>>>
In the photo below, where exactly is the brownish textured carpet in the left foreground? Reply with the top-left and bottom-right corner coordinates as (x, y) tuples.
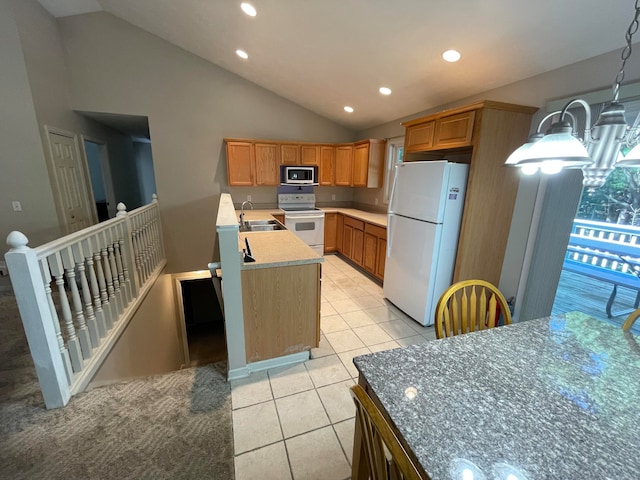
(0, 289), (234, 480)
<<<
>>>
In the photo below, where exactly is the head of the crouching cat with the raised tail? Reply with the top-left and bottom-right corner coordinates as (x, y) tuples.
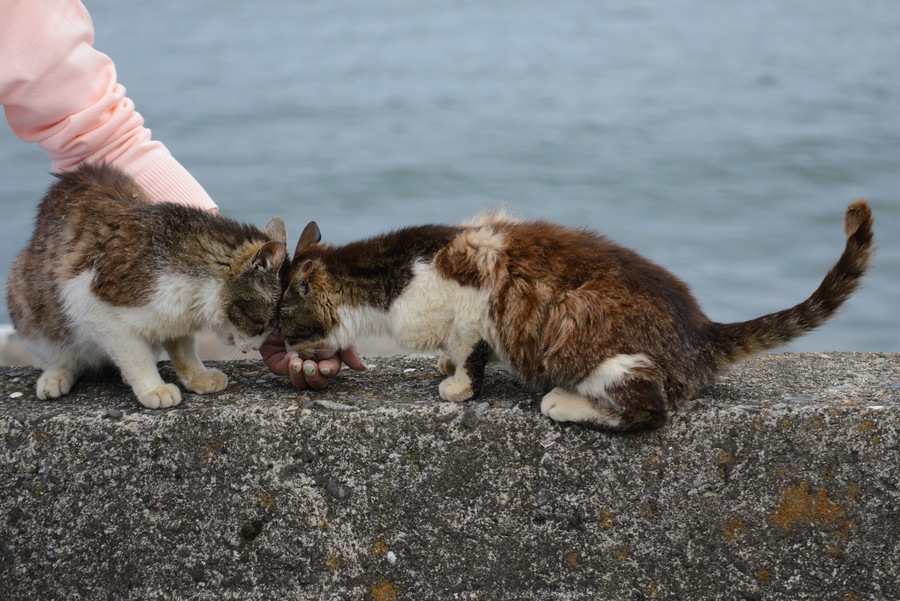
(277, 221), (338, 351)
<<<
>>>
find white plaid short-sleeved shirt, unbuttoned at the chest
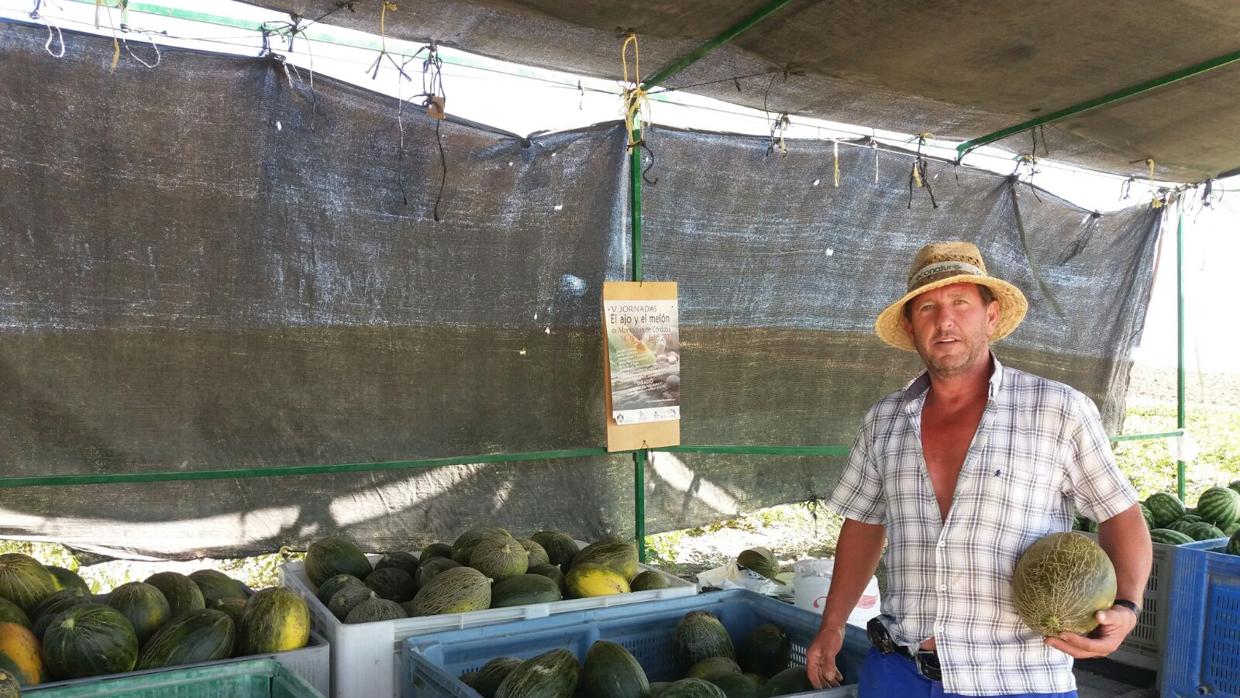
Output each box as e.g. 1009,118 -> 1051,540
<<<
> WHAT IS NEEDED:
Word for word, retype the lines in the entries above that run from the one with "find white plaid" through the one with "Output each box as e.g. 1009,118 -> 1051,540". Both ends count; pictures do not.

> SOLUTION FOR THIS TASK:
find white plaid short-sleeved shirt, unbuttoned at the chest
Output each box as e.g. 1009,118 -> 1051,540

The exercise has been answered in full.